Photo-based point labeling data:
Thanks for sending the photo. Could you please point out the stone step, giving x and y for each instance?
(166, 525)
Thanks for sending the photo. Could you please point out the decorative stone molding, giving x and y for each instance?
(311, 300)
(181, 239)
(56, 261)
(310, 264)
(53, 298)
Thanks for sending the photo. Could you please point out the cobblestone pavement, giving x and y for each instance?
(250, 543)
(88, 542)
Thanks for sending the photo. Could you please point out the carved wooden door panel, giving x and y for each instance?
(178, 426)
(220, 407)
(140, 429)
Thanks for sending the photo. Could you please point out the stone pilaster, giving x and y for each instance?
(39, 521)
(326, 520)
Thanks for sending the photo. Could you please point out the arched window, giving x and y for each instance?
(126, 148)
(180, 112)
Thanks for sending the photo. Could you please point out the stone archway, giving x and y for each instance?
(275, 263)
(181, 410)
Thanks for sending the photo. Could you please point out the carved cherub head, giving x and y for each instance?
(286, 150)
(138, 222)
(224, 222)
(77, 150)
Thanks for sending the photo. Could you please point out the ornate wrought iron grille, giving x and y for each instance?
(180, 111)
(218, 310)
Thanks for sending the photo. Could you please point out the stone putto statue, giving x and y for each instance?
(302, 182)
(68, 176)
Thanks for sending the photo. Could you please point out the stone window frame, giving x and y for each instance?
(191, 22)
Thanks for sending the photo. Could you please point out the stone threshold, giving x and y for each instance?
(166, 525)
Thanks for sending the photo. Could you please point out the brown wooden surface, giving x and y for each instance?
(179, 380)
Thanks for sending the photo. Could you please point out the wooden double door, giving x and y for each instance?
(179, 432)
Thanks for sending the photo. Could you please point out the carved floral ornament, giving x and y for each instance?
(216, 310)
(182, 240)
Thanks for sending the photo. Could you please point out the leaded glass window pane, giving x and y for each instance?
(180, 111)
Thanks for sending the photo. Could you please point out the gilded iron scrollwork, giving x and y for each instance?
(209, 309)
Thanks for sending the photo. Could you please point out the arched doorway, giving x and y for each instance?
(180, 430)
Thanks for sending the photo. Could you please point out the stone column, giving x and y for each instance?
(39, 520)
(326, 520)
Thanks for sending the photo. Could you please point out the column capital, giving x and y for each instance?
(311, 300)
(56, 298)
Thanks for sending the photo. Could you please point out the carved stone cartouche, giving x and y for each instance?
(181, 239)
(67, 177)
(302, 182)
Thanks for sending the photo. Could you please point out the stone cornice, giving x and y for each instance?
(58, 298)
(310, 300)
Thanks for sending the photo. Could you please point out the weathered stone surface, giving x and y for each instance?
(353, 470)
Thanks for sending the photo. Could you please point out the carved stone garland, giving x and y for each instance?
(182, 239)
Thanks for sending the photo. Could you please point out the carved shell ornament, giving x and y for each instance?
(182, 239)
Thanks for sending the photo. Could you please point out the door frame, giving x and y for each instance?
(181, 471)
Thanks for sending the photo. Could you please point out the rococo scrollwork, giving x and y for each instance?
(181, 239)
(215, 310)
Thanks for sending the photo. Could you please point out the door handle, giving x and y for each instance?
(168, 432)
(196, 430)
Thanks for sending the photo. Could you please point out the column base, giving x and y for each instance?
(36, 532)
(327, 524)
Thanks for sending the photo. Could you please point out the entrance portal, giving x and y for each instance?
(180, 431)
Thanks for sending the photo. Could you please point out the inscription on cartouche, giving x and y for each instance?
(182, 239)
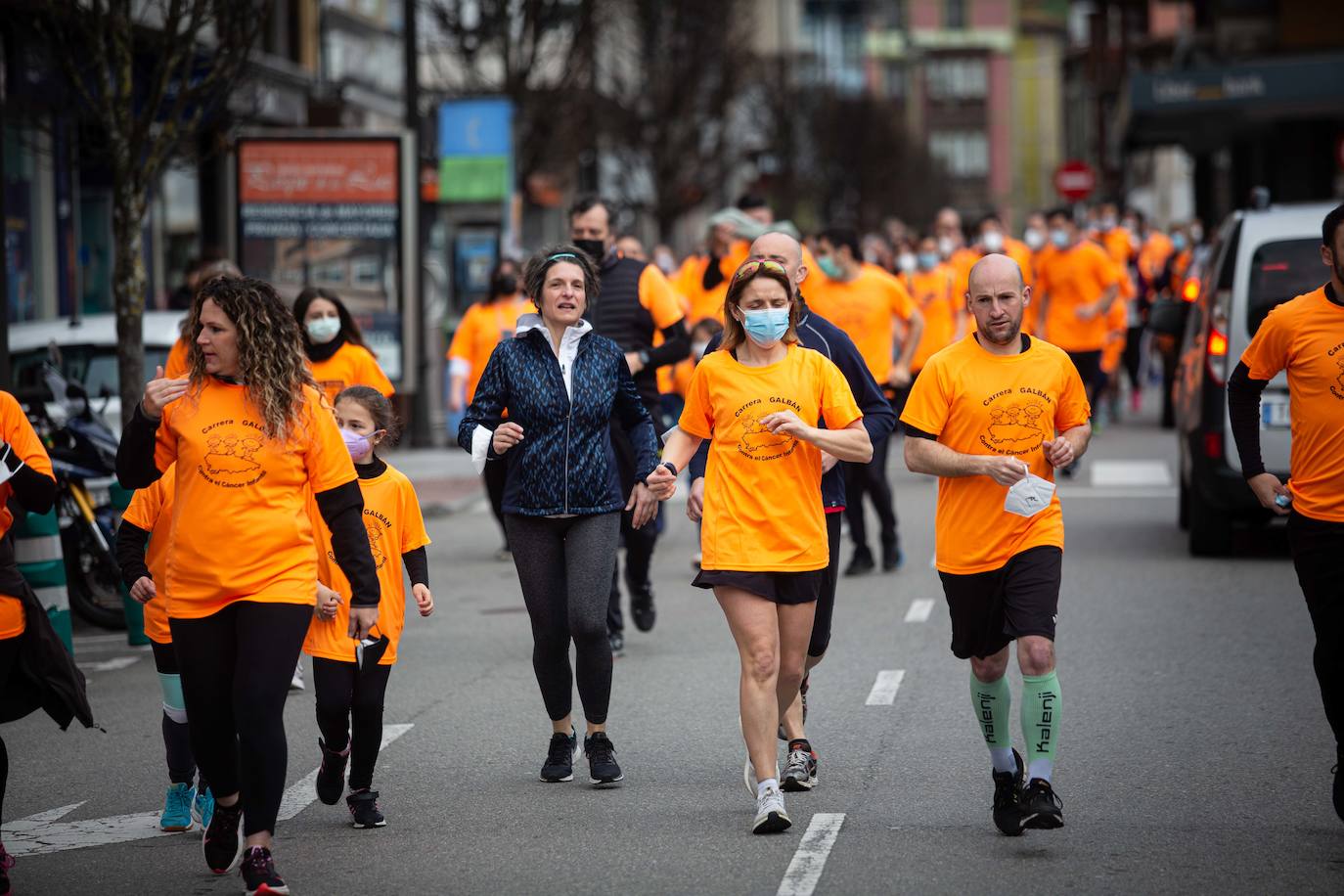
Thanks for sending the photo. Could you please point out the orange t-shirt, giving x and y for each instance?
(484, 326)
(1070, 278)
(349, 366)
(981, 403)
(1305, 336)
(865, 309)
(151, 510)
(241, 529)
(933, 295)
(23, 441)
(178, 364)
(395, 525)
(762, 490)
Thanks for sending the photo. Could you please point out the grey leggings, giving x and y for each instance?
(564, 567)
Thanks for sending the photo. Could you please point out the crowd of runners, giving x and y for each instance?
(768, 375)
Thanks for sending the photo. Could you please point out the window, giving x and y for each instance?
(963, 154)
(957, 78)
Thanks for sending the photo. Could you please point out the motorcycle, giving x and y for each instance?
(83, 458)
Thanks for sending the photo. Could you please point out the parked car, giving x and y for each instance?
(85, 352)
(1258, 259)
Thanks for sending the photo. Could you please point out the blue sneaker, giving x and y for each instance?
(203, 808)
(178, 808)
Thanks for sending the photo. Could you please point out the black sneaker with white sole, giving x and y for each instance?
(601, 754)
(1007, 798)
(1041, 806)
(800, 769)
(258, 872)
(560, 758)
(223, 842)
(363, 809)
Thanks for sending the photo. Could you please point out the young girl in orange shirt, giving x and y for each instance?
(349, 681)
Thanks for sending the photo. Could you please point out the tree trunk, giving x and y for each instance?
(128, 291)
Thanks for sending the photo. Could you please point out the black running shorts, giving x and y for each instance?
(777, 587)
(991, 608)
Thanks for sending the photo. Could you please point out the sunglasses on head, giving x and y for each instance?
(751, 267)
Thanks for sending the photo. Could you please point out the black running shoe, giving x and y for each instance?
(331, 777)
(603, 769)
(1041, 806)
(560, 758)
(258, 871)
(1007, 798)
(861, 563)
(223, 842)
(6, 864)
(363, 809)
(642, 608)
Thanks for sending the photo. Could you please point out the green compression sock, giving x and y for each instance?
(1041, 707)
(992, 702)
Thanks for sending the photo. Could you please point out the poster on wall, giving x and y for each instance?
(327, 212)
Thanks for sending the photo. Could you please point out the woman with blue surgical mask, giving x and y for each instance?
(335, 345)
(776, 414)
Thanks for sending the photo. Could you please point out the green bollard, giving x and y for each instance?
(135, 612)
(36, 547)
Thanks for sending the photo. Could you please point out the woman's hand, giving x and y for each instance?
(327, 602)
(661, 482)
(160, 394)
(644, 504)
(506, 437)
(424, 600)
(360, 621)
(786, 422)
(143, 590)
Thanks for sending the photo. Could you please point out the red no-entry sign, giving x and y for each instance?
(1075, 180)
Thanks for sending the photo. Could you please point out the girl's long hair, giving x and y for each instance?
(272, 364)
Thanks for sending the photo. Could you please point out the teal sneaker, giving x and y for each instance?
(203, 808)
(178, 808)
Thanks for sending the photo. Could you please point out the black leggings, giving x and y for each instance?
(182, 765)
(349, 709)
(827, 596)
(564, 568)
(495, 475)
(8, 654)
(236, 669)
(872, 478)
(1318, 550)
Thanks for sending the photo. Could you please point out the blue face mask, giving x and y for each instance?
(768, 326)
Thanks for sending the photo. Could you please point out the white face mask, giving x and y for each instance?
(1028, 496)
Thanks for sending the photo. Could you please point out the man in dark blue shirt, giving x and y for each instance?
(820, 335)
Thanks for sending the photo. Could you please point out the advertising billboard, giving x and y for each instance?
(323, 211)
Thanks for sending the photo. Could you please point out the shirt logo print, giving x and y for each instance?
(229, 460)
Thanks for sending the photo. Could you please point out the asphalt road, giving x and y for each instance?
(1193, 758)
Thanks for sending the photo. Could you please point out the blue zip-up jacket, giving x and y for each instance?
(564, 461)
(823, 336)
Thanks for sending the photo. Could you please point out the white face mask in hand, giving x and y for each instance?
(1028, 496)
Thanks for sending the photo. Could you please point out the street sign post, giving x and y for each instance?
(1075, 180)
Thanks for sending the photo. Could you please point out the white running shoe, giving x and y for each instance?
(770, 816)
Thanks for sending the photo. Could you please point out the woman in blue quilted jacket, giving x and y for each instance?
(562, 384)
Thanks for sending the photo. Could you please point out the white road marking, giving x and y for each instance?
(811, 857)
(884, 688)
(1129, 473)
(109, 665)
(46, 833)
(919, 610)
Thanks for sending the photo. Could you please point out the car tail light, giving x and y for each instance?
(1214, 445)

- _WRITTEN TASK_
The records above must be echoed exactly, minus their pictures.

- _REPLY TO THE EXERCISE_
Thanks for sending the photo. Could you please point out the stone step, giving x and y for each instance?
(166, 525)
Thanks for sending the photo. Could you please point out the decorative stone molding, giving x and y for each instance?
(311, 300)
(181, 239)
(56, 261)
(310, 264)
(53, 298)
Thanks for sending the photo. Could you please point out the cobblestone pavement, giving x and y for each instance?
(250, 543)
(88, 542)
Thanks for sending the photo. Could you please point out the carved wooden door panel, giving x and y for each instance?
(178, 426)
(220, 407)
(140, 429)
Thanks for sending the photo. Could you please point out the stone pilaster, giving x and y for each instance?
(39, 521)
(326, 520)
Thanks for sending the photo. Could you please point out the arched window, giving x and y for each instance?
(126, 148)
(180, 112)
Thanks for sending the photo. Could you please point out the stone archway, giving x and y for each instance?
(275, 263)
(181, 410)
Thanks for sending the photo. Could you please point out the carved cherub head, giving x and y for each instance?
(286, 150)
(138, 222)
(224, 222)
(77, 150)
Thanks for sending the photo. Could you please point out the ornate wrought iron grille, giving x and y for each instance?
(180, 111)
(218, 310)
Thanks for sending the photo. Could you please point out the stone putto statue, giving x and y for each instance?
(302, 182)
(68, 176)
Thanks for sending the photo. Could you please point out the stone window frame, giving x and y for each instance?
(191, 22)
Thanks for sending the photo. Could you please point out the stone threshold, giving x and y for each instance?
(166, 525)
Thanks for sending the photo. Could you please point out the brown wooden surface, giving x and y for each instance?
(179, 380)
Thanks for sending the photo. Could you please point out the wooden double door, giving x and y for each instance?
(179, 432)
Thanks for sending the photo. Could you please point out the carved floral ornament, giving x and y for each instance?
(216, 310)
(182, 240)
Thanks for sending the photo. Could you please point out the leaded glass window pane, giving x and y for each instance?
(180, 111)
Thanks for sending the photo. Could you please point out the gilded iron scrollwork, giving x and y for each instance?
(209, 309)
Thanks for sending the photo. Could you please point out the arched doorway, giving x and y for each instance?
(180, 430)
Thanks for sending the photo. Could you please point out the stone column, giving x and y for each instance?
(39, 520)
(326, 520)
Thanks for sending the photo. Could you please point out the column capital, giving x and y for each instance?
(311, 300)
(56, 298)
Thanks for sending the photo. Could you please point out the carved stone cartouche, giving x and y for each instance?
(181, 239)
(67, 177)
(302, 182)
Thanks for sending the photo. Could you please point out the stone cornice, giving x and y for each instance?
(58, 298)
(310, 300)
Thanks for sending the photo. Could you please point out the weathered stone surface, giving x and y for each instance?
(353, 470)
Thanks for sending the photo. Could you please point out the carved stone garland, giving x and y for each instance?
(182, 239)
Thanks for sending the photo. Could you please point out the carved shell ornament, giving x and y for each instance?
(182, 239)
Thanks for sending the photo. Could you please point out the door frame, giving x and y for each instance?
(181, 471)
Thanks for sending the photo. Could you please point out the rococo scrollwork, giving x and y for each instance?
(181, 239)
(215, 310)
Thanks for sending the photo. Could you please point out the door handle, giving x and y for each instance?
(168, 432)
(196, 430)
Thanks for sending the photo. Could you please point out the column base, giving x and y for each instance?
(36, 532)
(327, 524)
Thanks for sending the photo. Could you please point out the entrance portal, giving x and y for each instance?
(180, 431)
Thanks for sending the photo. Could you please point out the inscription on cartouche, giving x and y for each instance?
(182, 239)
Thanks for sending the photo. Could you please point out the orange t-shirt, giving x and y for each instance?
(484, 326)
(1070, 278)
(349, 366)
(981, 403)
(1305, 336)
(865, 309)
(151, 510)
(241, 529)
(933, 295)
(23, 441)
(178, 364)
(395, 525)
(762, 490)
Thanks for sending the photo. Could you please point out the grey leggings, giving x and y for each instance?
(564, 567)
Thanks for sending the photo. Could you please point out the crowd of runners, giving x and y for each instance?
(768, 375)
Thanks for sending the photo. Could you please point out the window, giving x and y for each instance?
(963, 154)
(957, 78)
Thanks for sending the photo. Could you please point out the motorcycle, giving x and y for each instance?
(83, 458)
Thanks for sending the photo. Could you please point out the parked car, giving x and y for each instance?
(85, 352)
(1258, 259)
Thanks for sending the photo. Could you please point out the blue sneaker, giving x and y for each instance?
(203, 808)
(178, 808)
Thanks for sending the photo. Could you please point out the black sneaker with white sole, giving x and y for each instance?
(601, 754)
(1007, 798)
(1041, 806)
(800, 769)
(258, 872)
(560, 758)
(223, 842)
(363, 809)
Thanks for sending the photo. Could you please point out the young girl in orange shirt, giving x and y for each instance?
(349, 681)
Thanks for sending the photo. Could you please point out the tree trunk, giving x and y for each instance?
(128, 291)
Thanks for sending the photo. Could you please point out the black running shorts, giving x and y for each instance?
(777, 587)
(991, 608)
Thanks for sending the photo. Could you please point out the sunglasses on head, giving x and y for each instance?
(751, 267)
Thanks for sending the photo. Could you please point out the black running shoe, giving x and y for each instance?
(331, 777)
(603, 769)
(1041, 806)
(560, 758)
(258, 871)
(1007, 798)
(861, 563)
(223, 842)
(6, 864)
(363, 809)
(642, 608)
Thanks for sending the photo. Could you please point out the green compression sock, giving x and y for each instance?
(1041, 707)
(992, 702)
Thanks for sending the photo. Could you please point out the poster on wall, giving x and y for each instance?
(327, 212)
Thanks for sending the photo. Could you please point out the woman with blue surgical mask, giving x and y for each instance?
(335, 345)
(776, 414)
Thanks for sending the photo. Could you please point out the green bollard, giving x and y for each instance?
(135, 612)
(36, 547)
Thanks for sending the photo. Could you please point out the woman's hand, giving x and y for each instance?
(327, 602)
(661, 482)
(160, 394)
(644, 504)
(506, 437)
(424, 600)
(360, 621)
(786, 422)
(143, 590)
Thanks for sending the photo. Could you please point out the red no-entry sign, giving x and y for each instance?
(1075, 180)
Thanks for sending the photo. Could you please point out the girl's long hair, giving x and y for each instance?
(272, 364)
Thanks for sending the photo. Could you please point out the teal sneaker, giving x and y for each instance?
(203, 808)
(178, 808)
Thanks for sending the photo. Could you please point out the black leggings, giving x and y for each instance?
(182, 765)
(349, 709)
(827, 596)
(564, 568)
(495, 475)
(8, 654)
(236, 669)
(872, 478)
(1318, 550)
Thanks for sending the photo. Could you please point out the blue face mask, giving x and y for each instance?
(768, 326)
Thanks for sending the photo. Could you please point out the white face mask, giving x and y for each instance?
(1028, 496)
Thanks for sending the photo. Could you please point out the man in dark blue shirt, giving x and y for each instance?
(820, 335)
Thanks for sending the photo. Could you please point out the advertising billboard, giving x and y for each instance?
(323, 211)
Thanks for sending the photo. Could you please point out the shirt logo print, giving x and y for each instance?
(229, 460)
Thanks for sending the photo. Could you please point out the asphalt road, giving x and y for each instance?
(1193, 758)
Thanks for sending the photo. Could you please point out the blue zip-up jacket, giving x and y for each instance?
(564, 461)
(823, 336)
Thanks for sending the photo. Could you please point out the white face mask in hand, giving x and y for each instance?
(1028, 496)
Thanks for sending the photo. Could you please point out the street sign post, giving x and y for each instance?
(1075, 180)
Thanks for sending the photo. Could you please point out the white running shoe, giving x and y for each instance?
(770, 816)
Thanks for sending the photo. Could you please point out the woman in blue quilted jacket, giving x and y for each instance?
(562, 384)
Thanks for sending the photo. Could you please point out the white road marking, giving x and y for each instance?
(811, 857)
(884, 688)
(1129, 473)
(109, 665)
(46, 833)
(919, 610)
Thanks for sending the photo. Could you please point out the car tail light, giving x and y for each instance?
(1214, 445)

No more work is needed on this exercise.